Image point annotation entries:
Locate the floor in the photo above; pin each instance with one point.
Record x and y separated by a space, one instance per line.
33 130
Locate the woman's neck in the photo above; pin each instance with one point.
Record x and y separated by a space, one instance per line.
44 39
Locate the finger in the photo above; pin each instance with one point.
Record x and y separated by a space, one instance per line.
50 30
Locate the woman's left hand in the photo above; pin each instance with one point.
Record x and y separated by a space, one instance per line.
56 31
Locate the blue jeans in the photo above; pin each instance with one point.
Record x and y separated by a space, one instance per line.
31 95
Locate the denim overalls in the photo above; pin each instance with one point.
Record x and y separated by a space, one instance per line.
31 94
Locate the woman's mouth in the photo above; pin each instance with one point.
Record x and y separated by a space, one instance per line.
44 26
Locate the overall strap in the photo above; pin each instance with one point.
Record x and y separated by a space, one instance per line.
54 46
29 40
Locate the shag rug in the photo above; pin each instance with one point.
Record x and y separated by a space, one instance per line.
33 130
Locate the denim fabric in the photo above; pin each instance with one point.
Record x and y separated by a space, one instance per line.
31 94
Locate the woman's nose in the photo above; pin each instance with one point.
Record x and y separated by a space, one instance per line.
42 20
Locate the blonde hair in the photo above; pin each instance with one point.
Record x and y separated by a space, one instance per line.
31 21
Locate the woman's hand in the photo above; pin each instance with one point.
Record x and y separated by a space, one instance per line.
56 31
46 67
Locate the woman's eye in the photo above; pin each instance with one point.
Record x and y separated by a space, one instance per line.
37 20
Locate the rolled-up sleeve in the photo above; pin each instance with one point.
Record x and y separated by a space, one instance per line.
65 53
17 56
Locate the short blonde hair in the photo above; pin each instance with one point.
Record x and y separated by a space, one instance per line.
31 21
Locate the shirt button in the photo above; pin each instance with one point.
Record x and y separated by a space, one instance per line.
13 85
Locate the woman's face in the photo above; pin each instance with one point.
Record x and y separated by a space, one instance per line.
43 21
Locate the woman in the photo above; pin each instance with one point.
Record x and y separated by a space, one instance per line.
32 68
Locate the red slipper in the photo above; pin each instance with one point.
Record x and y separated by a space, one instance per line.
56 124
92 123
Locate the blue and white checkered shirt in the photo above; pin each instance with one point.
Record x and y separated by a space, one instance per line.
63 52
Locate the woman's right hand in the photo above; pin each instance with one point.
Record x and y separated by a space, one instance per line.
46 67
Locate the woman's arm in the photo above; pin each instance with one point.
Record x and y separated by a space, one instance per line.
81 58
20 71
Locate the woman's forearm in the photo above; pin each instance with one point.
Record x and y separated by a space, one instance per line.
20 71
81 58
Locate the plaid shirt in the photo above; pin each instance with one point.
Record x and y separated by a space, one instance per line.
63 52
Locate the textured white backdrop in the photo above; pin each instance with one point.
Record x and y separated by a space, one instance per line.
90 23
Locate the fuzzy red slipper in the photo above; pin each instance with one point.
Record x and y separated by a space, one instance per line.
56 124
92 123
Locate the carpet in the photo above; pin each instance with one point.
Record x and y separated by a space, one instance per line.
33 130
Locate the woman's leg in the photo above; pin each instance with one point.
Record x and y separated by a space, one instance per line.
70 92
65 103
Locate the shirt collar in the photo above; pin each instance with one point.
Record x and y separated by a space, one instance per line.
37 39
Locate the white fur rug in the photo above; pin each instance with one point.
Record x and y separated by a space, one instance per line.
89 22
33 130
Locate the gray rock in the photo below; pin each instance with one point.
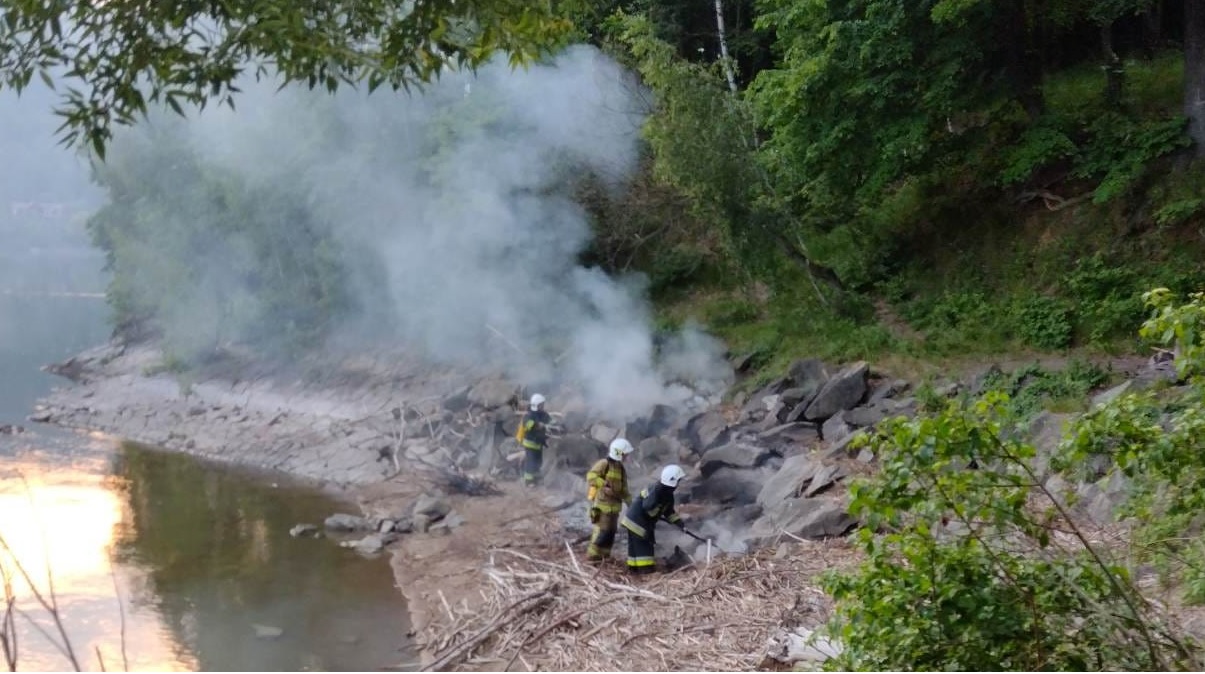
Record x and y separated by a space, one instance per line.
775 417
823 479
342 522
803 434
706 431
657 450
788 481
801 649
842 392
793 397
266 631
492 393
575 452
758 400
809 374
889 391
1045 433
305 531
947 390
806 517
431 507
874 412
741 363
371 544
604 433
574 422
728 486
451 522
458 400
979 382
736 455
1103 399
835 428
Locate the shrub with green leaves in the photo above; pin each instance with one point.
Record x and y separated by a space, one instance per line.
973 564
1157 440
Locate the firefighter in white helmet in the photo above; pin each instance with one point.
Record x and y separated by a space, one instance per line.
653 503
607 482
533 437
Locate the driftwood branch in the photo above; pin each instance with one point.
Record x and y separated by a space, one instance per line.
523 604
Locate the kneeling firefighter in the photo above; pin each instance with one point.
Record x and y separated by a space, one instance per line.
607 492
653 503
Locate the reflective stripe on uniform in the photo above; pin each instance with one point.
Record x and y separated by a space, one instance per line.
625 522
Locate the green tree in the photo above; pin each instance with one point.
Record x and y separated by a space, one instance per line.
974 564
116 57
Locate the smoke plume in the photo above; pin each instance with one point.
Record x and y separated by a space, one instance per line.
459 233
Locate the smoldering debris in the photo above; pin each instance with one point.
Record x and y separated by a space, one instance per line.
458 233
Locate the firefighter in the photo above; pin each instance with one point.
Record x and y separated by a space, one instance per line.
533 437
607 492
653 503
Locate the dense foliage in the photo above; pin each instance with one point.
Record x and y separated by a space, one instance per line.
977 560
121 56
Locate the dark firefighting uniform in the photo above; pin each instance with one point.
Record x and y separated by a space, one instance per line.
653 503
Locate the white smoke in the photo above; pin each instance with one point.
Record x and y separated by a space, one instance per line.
457 191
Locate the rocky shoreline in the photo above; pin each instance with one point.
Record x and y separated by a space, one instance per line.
425 452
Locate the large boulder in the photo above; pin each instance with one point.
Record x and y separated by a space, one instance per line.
431 507
764 399
735 455
1045 433
807 377
728 486
485 441
344 522
842 392
806 517
604 433
788 481
891 390
493 393
575 452
797 433
458 400
706 431
656 451
835 428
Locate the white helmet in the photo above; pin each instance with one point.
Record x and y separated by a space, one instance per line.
619 449
671 475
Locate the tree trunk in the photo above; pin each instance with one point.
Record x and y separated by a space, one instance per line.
1024 57
723 47
1152 29
1115 72
1194 72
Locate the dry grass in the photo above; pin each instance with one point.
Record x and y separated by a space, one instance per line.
550 611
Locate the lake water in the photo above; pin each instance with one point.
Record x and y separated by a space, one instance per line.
158 561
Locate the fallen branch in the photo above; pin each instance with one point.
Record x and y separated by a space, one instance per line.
463 649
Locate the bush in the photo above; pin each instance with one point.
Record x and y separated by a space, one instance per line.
1045 322
960 573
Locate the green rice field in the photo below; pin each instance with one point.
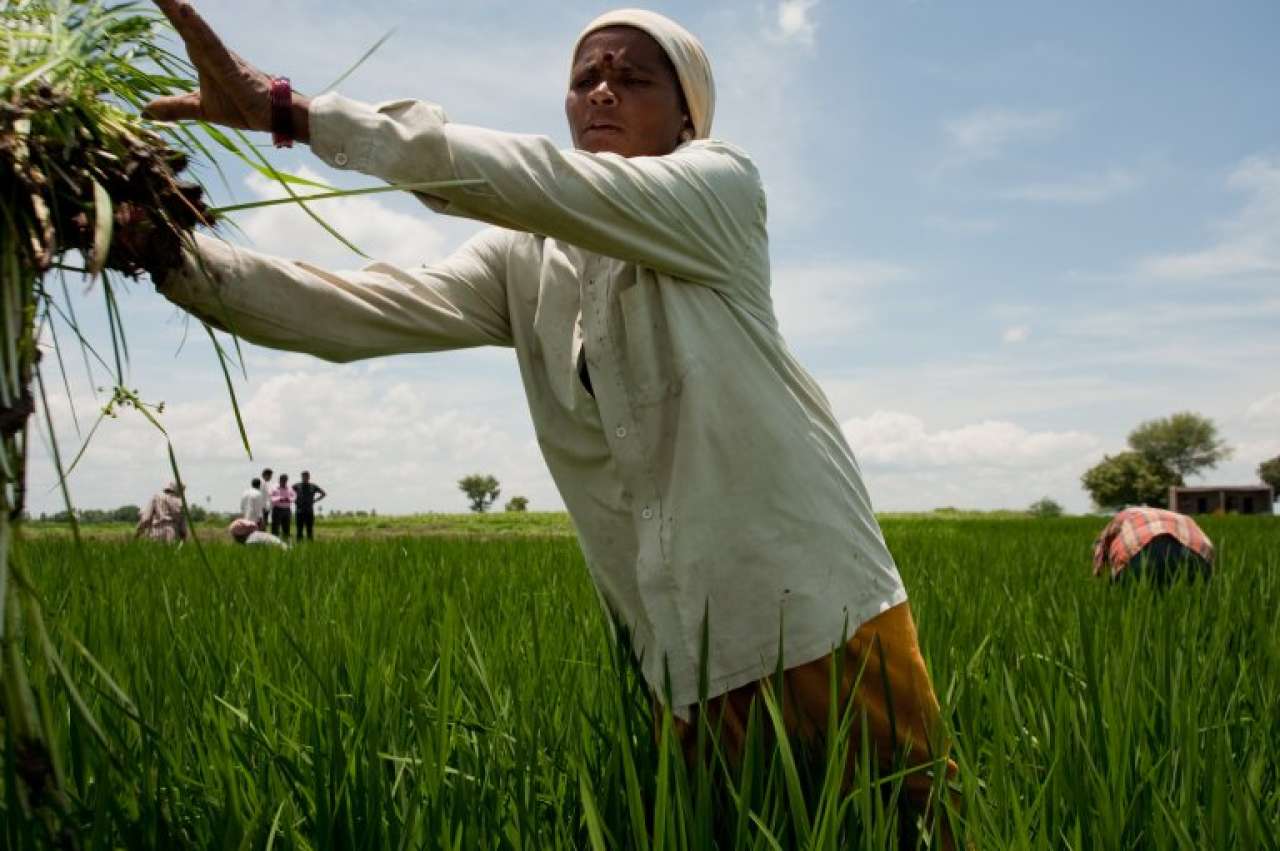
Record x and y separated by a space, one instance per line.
464 691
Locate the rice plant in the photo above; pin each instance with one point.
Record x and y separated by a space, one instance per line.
466 692
85 188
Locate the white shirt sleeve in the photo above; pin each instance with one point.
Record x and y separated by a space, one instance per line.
347 315
689 214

Exercise
Any pictures should be dropped; transcribe the rest of the records above exactly.

Complete output
Locate the floor in the photo above; pin each instance with one point.
Record x and y separated by a space, one instance per line.
33 130
Locate the woman's neck in the photo above; pin each instance with one point.
Record x and y separated by a space, one instance per line.
44 39
Locate the finger in the photo above; pin each instance with one point.
Record x and y separated by a space, one instance per line.
50 30
Locate the woman's left hand in the photo above; pin each instance with one point.
Record x and y separated by a space, one instance per line.
56 31
Locate the blue jeans in the photo above; pin each instance with one point.
Record x and y separated by a space, one instance per line.
31 95
Locate the denim overalls in the photo above; pin each instance with one point.
Record x and y separated by a space, one instance per line.
31 94
Locate the woman's mouth in the photo above; pin each instance with one point.
Record x and y separated by a space, one instance per line.
44 26
Locate the overall strap in the photo above; pin each instance with one point.
Record x and y separated by a space, one instance per line.
54 46
29 40
Locate the shag rug in the photo above; pin each instance with one point.
Record x and y separated by a space, one instance per line.
33 130
Locate the denim fabric in the photo above; pin each instance with one point.
Record x and y separated by a space, one instance per line.
31 94
Locate the woman's nose in the photo above; pin each instance with one point.
Record x and y separated by a space, one instance per line.
42 20
Locate the blonde hair in the photo above; pin each instance with one point.
Record x and y separated by a space, one instance per line.
31 21
Locate the woman's hand in the photo above; pin each instance with one point.
Record x and y separated by a space, one instance per line.
56 31
46 67
Locate the woman's eye in the photo above; pin each instance with one point.
Record x and y separated by a space, one instance per line.
37 20
Locate the rolled-up sleeve in the photo above; pin each instance with one point.
Record x and y separated by a space, one instance per line.
65 53
17 56
Locate the short blonde hair in the photo above; pin each instance with one point.
Record x and y separated by a space, one instance per line.
31 21
Locate the shirt button in the photo above; pin each instance with one point.
Record x and y separated by a space, one instance per line.
13 85
Locate the woman's face in the photo above; pin each instance with one point.
Record x and y separated by a space, one instance per line.
43 21
Locate the woman in the photo above; pin each instance with one point.
Record x and y separated by a space, one instance per line.
32 68
Locate the red slipper in the photo above; pin each instance with one point.
Record x and y separated by a space, one instance per line.
56 124
92 123
Locate the blue and white checkered shirt in the photo above; pin each instance with one point.
Record x and y separated by a space, one instance per line.
63 52
Locate the woman's right hand in the photo above; pin each instance with one point.
Record x and y separated by a space, one instance per line.
46 67
Locate the woman's arm in the photo above; pin each instance with one point.
Record x and y separated by a space, one instance per line.
81 58
20 71
Locate the woman's forearm in the photo above; pin each instance with one point.
Record x and y separated by a space, one instance per line.
20 71
81 58
Locate the plaid shirt in the photo above; pin each instance with one point.
Record x and y separated by a space, one instance per line.
63 52
Locate the textured white backdrop in the photo above; pin each instance with one point.
Record x and y separated by a space, one instance per line.
90 23
Locate the fuzzy red slipper in the photo above; pin each instance with one point.
Record x and y separated by a space, one instance per line.
56 124
92 123
Locate the carpet in the photo above; pin each instance with one point.
Record x and y separated by a space, one instance per line.
33 130
Locate the woman's leg in the photo above; pin each instance with one point.
Record x and y separated by a space, one instance per line.
70 92
65 103
Locate the shirt collar in the photo above; pin each instance with one point.
Record x and y separated by a space, one instance per line.
37 39
Locate the white fur rug in the photo above; pin each instance with one point.
Record x and y separated by a space, one instance per line.
89 22
33 130
Locate the gray rock in the photo below; pin each instance with one point.
Record x and y separated by a space, one instance per line.
775 417
823 479
342 522
803 434
706 431
657 450
788 481
801 649
842 392
793 397
266 631
492 393
575 452
758 400
809 374
889 391
1045 433
305 531
947 390
806 517
431 507
874 412
741 363
371 544
604 433
574 422
728 486
451 522
458 400
979 382
736 455
1103 399
835 428
Locate the shrub with green leaves in the photo above; pin each instance with one point.
Record x and y separated by a space, one instance per line.
973 564
1157 440
Locate the firefighter in white helmet in the photo above; pin each instance with one point.
Record x and y separated by a space, one instance per line.
653 503
607 482
533 437
Locate the driftwood branch in the photo above; pin each instance with one point.
Record x and y separated by a space, one instance per line.
523 604
Locate the kneeling firefighter in the photo above; pin each instance with one point.
Record x and y separated by a space, one instance per line.
607 492
653 503
Locate the reflective stripe on uniform in the photo above; pin each instance with one point.
Record x and y separated by a space, one instance per line.
625 522
Locate the green tree in the photo above; pin each instance with one point.
Record x and y separated by a space, one instance per line.
974 564
116 57
Locate the smoke plume in the photo above; pin each instance with one point.
Record x and y separated by a space, one instance per line.
459 233
Locate the smoldering debris in the photo above; pin each instance with one point.
Record x and y separated by a space, one instance per line.
458 233
Locate the firefighter in the photo above; pin each instance with one point.
Record x and y separated by a space, one instance per line.
533 437
607 492
653 503
Locate the dense foliage in the photo above; pin each instance with one point.
Record x and y separated by a space, one instance per line.
977 560
121 56
Locate the dark firefighting uniform in the photo above; pin each instance with one point.
Record x and y separated by a space, one instance per line.
653 503
Locate the white smoke in the photo above; pin each instance with one point.
Record x and y separated by a space, one instance per line.
457 191
Locate the rocky shoreline in the photo above; pin each instance with one point.
Record x and y separated by a space, one instance per line.
425 452
Locate the large boulder in the photo above; pin each instance with one point.
Record x and y separated by a space, one instance per line.
431 507
764 399
735 455
1045 433
807 377
728 486
485 441
344 522
842 392
806 517
604 433
788 481
891 390
493 393
575 452
797 433
458 400
706 431
656 451
835 428
Locate the white helmet in the photo above; pin each instance with one point.
Record x and y separated by a space, one instance per line.
619 449
671 475
Locate the tree trunk in the photo above; pin each instance with one point.
Record x and y separated by a space, one instance per line.
1024 57
723 47
1152 29
1115 72
1194 72
Locate the dry grass in the photo above; pin each instance with one point.
Record x and y separated by a space, one instance per line.
550 611
Locate the lake water in the photo above; pin each instance with one point.
Record x and y separated by a space, one instance per line.
158 561
Locate the fallen branch in the photo above; pin each instance with one point.
Record x and y separated by a space, one instance per line.
463 649
Locate the bush in the photo above; pin each instance with one point.
Record x and y separated by a space, one instance per line.
1045 322
960 573
Locate the green rice field in the photo below; pin each instance with one point.
Record x and y separated by a space, one instance per line.
464 691
Locate the rice plant in the photo above; pin each instance with one point.
Record x and y separated by a space, one instance per line.
466 692
85 188
Locate the white shirt sleeve in the photo above; pin each instance with one point.
Record x and y separated by a space, one instance per line.
347 315
689 214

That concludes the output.